**SET TASK**
Can you gather every line of the material below that contains the word "small"? Case counts, so collect only lines where it appears with that same capitalization.

- - - - - - -

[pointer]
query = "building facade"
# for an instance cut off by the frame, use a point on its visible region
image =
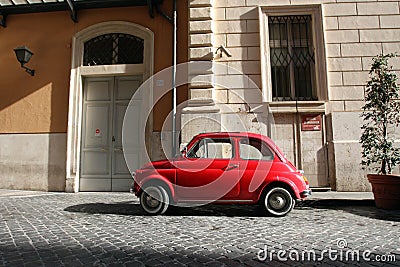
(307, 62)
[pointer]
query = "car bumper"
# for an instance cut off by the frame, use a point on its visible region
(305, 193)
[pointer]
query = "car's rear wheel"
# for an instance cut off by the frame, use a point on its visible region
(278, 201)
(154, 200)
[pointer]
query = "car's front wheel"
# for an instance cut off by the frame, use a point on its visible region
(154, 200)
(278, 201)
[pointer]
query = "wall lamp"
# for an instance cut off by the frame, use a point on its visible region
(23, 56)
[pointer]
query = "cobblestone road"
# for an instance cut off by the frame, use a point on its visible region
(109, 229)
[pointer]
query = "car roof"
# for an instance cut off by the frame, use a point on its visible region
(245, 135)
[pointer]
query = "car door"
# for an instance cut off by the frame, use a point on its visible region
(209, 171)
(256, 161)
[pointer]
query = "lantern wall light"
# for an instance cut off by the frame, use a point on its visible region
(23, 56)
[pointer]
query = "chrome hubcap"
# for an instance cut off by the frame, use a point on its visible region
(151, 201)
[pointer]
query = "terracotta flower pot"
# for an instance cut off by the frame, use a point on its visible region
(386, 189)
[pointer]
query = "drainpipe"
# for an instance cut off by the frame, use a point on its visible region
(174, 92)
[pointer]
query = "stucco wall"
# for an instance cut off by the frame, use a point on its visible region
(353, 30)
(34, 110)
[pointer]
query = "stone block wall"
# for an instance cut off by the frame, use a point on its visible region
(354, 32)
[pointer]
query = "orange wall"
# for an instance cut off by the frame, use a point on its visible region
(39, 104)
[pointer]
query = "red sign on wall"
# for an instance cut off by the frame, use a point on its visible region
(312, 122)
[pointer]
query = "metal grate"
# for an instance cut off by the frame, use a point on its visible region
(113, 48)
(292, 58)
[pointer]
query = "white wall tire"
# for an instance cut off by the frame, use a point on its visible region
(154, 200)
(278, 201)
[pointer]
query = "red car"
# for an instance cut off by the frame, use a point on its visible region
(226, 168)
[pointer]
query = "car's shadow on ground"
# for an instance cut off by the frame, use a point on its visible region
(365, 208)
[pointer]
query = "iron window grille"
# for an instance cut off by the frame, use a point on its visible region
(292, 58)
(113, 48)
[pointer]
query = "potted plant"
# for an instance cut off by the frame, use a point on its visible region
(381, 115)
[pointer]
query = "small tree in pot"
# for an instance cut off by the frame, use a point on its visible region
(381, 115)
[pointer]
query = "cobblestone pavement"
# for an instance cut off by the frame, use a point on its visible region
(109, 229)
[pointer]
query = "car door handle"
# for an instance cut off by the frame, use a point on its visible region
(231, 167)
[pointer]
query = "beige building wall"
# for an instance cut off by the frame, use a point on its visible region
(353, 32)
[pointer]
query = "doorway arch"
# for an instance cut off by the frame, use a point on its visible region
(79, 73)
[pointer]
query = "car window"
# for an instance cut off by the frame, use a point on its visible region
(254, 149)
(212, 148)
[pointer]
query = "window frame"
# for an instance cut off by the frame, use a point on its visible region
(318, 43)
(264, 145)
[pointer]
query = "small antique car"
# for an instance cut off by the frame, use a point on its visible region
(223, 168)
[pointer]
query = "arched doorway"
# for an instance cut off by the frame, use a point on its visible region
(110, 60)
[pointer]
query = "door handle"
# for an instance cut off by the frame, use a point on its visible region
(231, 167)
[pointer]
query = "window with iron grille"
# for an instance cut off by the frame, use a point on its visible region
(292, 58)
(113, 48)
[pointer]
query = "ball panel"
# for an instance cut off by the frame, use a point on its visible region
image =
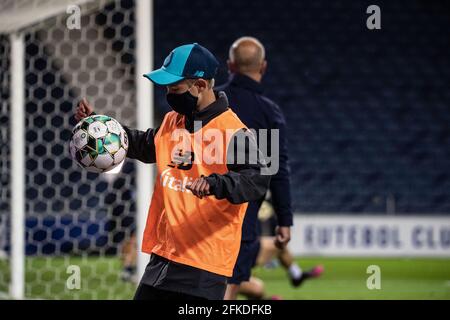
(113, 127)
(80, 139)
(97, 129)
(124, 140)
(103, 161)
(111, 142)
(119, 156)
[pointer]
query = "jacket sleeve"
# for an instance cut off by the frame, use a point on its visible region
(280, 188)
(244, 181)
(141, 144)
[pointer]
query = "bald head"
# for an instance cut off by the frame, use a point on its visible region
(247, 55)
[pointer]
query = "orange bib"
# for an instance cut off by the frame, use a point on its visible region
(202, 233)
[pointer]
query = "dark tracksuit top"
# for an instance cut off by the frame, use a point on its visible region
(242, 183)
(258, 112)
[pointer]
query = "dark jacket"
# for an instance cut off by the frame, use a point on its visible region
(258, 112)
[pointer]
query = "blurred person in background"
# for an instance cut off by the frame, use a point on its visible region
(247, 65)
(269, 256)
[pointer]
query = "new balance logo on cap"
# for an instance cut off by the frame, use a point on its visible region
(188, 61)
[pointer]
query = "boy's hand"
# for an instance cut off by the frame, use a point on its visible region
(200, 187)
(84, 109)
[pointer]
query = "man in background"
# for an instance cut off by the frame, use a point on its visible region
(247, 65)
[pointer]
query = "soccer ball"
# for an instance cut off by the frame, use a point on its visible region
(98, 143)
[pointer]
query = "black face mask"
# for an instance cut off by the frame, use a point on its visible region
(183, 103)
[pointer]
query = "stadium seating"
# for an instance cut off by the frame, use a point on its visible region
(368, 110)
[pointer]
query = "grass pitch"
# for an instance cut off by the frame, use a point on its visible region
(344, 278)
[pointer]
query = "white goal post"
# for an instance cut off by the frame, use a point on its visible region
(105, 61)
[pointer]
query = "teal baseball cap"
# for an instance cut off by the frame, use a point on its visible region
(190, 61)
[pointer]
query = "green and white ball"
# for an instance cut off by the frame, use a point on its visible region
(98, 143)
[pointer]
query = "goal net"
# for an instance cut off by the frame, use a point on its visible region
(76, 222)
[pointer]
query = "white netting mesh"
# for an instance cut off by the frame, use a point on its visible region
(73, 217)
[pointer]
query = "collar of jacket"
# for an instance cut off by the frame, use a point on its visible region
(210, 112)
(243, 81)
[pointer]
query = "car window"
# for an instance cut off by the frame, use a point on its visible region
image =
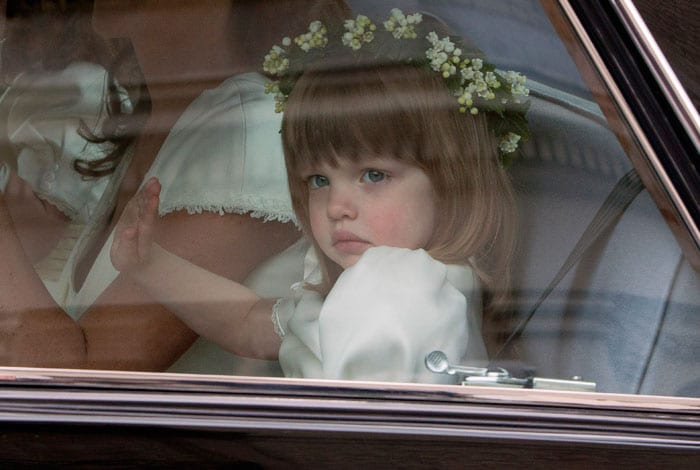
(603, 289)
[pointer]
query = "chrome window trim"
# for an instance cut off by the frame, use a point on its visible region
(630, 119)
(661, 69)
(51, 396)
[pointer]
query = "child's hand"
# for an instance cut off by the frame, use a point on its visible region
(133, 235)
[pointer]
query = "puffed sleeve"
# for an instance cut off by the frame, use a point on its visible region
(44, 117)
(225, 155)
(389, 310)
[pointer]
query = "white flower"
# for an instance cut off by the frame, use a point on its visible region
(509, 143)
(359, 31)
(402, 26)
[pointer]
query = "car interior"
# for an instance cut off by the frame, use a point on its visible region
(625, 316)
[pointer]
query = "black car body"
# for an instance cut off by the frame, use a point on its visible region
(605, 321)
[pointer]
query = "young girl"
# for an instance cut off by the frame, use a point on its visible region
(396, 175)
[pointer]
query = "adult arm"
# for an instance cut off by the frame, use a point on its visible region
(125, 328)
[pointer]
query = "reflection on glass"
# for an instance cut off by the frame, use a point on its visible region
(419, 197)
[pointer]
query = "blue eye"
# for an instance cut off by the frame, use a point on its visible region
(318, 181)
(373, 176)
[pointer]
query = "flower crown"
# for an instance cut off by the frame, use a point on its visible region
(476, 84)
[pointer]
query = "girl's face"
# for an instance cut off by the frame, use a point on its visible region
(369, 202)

- - - - - - -

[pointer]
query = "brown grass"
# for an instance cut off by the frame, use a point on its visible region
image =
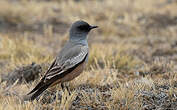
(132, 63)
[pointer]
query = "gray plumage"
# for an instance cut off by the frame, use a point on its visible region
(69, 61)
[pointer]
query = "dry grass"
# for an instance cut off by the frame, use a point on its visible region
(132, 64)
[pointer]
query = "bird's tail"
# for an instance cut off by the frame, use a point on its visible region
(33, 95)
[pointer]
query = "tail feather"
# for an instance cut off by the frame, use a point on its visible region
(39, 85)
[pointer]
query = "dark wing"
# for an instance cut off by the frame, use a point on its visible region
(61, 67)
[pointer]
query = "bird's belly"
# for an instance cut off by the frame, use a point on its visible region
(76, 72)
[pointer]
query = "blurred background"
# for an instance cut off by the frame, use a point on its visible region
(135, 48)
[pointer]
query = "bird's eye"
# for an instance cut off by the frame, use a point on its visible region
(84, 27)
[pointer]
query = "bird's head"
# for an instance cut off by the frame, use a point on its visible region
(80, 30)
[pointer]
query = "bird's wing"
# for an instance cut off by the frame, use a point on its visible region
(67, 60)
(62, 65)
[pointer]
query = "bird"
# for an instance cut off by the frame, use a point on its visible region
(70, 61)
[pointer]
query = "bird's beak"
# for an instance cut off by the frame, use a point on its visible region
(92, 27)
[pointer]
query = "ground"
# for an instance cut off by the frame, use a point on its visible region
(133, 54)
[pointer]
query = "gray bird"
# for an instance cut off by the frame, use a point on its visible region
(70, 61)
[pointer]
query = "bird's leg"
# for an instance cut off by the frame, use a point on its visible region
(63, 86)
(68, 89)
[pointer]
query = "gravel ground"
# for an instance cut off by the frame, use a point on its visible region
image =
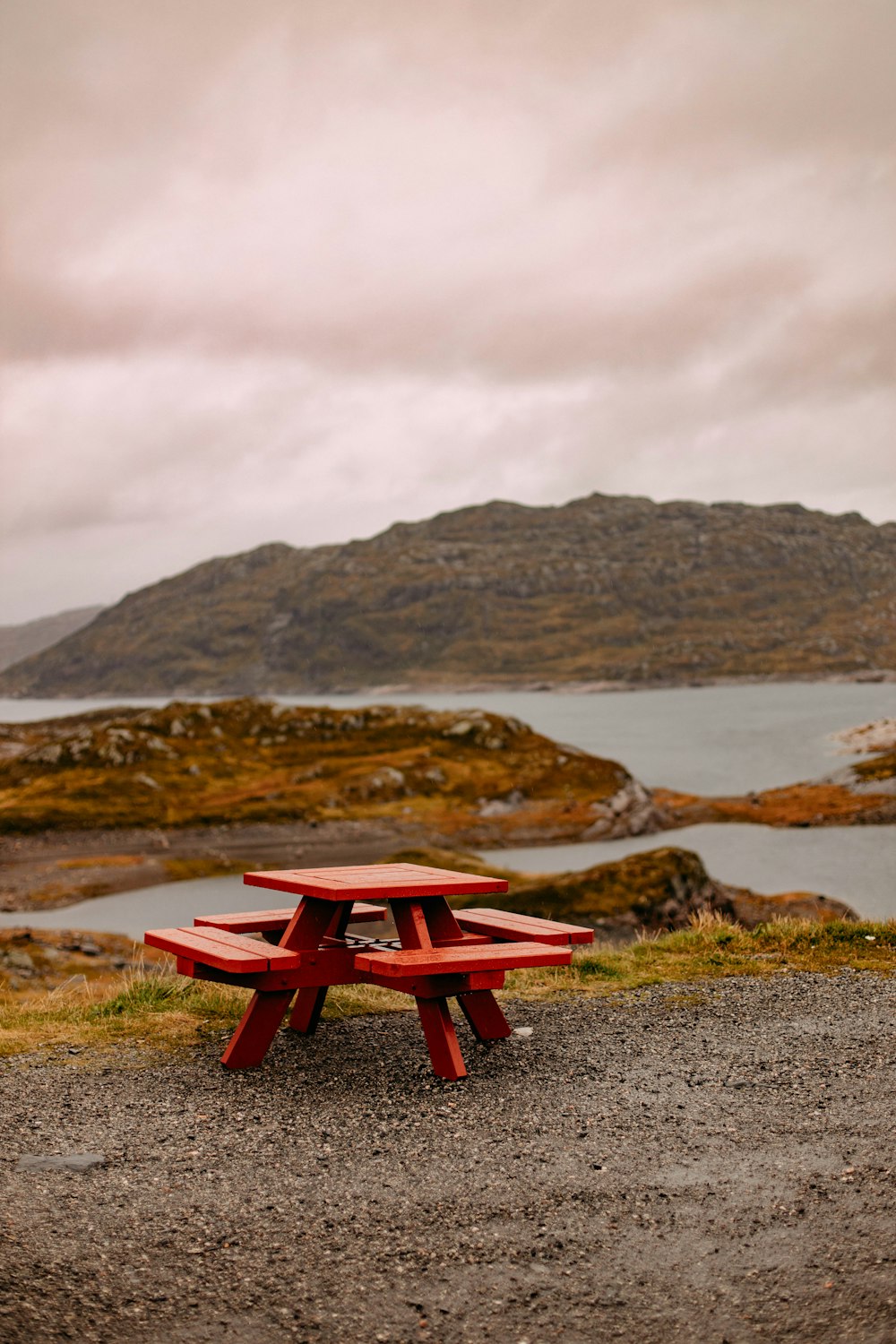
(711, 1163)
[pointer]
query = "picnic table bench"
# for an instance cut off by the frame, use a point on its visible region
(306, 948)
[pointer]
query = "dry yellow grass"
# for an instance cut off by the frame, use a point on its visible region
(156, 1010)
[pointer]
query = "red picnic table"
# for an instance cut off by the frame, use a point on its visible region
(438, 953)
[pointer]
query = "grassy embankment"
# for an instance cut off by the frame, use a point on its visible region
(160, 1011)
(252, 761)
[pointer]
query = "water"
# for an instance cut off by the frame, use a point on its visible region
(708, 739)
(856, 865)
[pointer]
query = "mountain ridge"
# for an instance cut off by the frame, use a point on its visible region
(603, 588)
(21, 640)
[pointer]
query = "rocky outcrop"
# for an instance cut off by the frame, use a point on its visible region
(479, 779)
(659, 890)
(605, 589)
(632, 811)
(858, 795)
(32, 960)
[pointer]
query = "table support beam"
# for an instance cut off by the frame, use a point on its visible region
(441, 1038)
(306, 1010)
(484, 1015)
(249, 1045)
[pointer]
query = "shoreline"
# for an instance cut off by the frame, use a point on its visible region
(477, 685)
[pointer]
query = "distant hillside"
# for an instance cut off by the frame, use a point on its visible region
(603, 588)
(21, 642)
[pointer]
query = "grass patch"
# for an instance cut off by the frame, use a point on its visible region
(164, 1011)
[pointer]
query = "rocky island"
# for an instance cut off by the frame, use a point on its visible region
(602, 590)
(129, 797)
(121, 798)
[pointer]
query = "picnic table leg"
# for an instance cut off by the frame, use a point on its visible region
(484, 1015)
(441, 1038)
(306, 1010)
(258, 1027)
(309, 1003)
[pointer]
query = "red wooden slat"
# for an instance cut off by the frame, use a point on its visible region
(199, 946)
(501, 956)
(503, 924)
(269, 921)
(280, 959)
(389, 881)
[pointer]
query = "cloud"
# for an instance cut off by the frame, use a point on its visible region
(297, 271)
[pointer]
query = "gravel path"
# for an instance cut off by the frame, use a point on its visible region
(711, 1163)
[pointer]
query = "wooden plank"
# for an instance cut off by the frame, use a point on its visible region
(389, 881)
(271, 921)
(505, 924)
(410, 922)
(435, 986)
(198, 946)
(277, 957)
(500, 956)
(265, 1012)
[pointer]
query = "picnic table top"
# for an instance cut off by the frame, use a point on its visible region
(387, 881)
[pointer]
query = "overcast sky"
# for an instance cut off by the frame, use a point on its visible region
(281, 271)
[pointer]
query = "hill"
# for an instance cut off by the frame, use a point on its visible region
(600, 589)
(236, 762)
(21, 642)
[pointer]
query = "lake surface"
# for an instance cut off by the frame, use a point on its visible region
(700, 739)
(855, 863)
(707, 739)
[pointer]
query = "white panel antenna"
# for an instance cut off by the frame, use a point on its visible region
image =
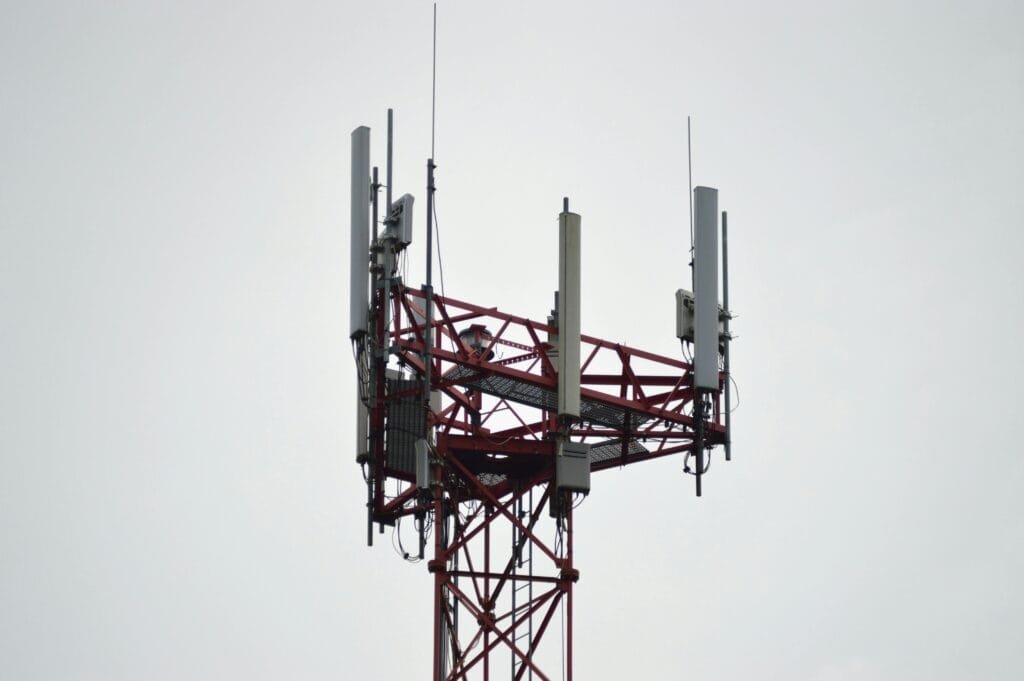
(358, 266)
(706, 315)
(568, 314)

- - - - - - -

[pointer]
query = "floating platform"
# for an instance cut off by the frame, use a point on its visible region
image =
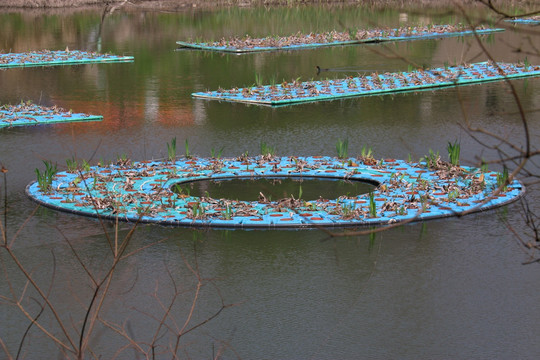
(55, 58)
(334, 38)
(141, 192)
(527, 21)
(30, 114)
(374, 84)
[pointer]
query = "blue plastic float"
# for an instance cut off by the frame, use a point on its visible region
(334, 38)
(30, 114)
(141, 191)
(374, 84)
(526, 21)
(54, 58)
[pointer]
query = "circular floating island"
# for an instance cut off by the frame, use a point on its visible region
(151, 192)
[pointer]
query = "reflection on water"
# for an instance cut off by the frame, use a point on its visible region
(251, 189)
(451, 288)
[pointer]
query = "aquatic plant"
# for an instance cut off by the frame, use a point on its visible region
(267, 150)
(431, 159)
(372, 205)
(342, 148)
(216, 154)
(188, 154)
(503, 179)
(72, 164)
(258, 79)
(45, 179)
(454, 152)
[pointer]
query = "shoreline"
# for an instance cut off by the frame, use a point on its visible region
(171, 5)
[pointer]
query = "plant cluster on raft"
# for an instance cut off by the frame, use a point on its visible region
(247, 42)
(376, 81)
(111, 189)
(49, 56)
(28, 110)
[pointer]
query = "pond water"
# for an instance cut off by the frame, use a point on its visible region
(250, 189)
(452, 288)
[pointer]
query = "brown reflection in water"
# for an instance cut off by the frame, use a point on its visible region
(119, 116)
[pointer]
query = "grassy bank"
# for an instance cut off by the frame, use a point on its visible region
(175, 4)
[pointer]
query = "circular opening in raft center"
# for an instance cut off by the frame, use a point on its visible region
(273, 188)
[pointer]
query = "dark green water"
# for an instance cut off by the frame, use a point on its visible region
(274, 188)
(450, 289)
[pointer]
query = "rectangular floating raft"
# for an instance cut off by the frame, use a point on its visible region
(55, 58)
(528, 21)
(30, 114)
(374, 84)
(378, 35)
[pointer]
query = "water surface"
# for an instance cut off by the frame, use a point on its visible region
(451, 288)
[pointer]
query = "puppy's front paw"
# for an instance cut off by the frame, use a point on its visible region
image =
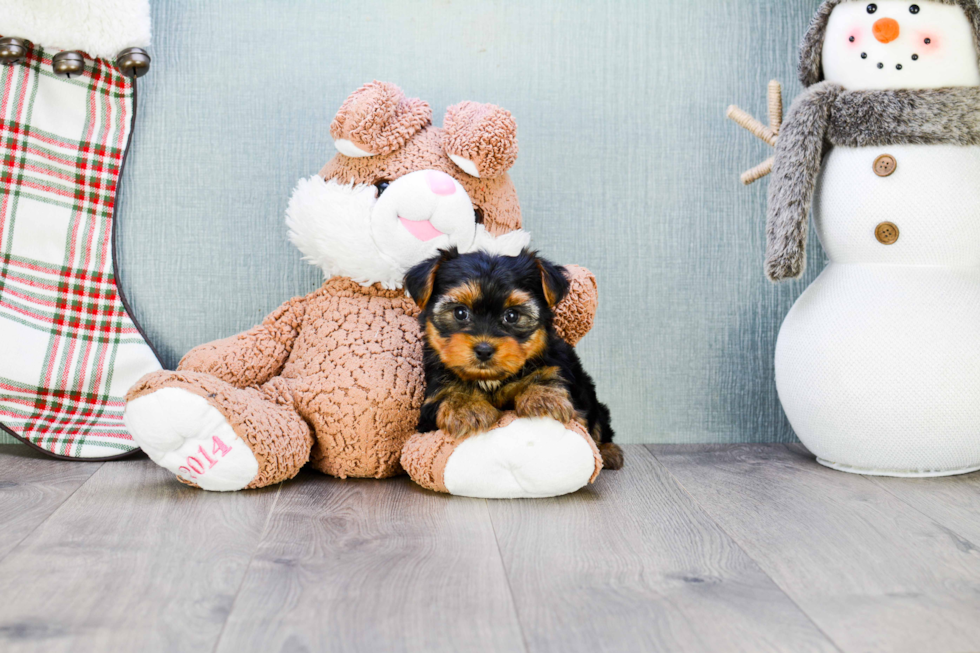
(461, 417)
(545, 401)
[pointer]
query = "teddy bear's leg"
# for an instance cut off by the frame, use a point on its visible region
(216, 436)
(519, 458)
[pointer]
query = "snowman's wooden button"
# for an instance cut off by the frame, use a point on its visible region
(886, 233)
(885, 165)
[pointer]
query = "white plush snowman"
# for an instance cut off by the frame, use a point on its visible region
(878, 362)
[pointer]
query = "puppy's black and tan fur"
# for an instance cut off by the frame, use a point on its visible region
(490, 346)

- - - - - - -

**RESULT OF THIS TASK**
query = "small tree in pot"
query = "small antique car"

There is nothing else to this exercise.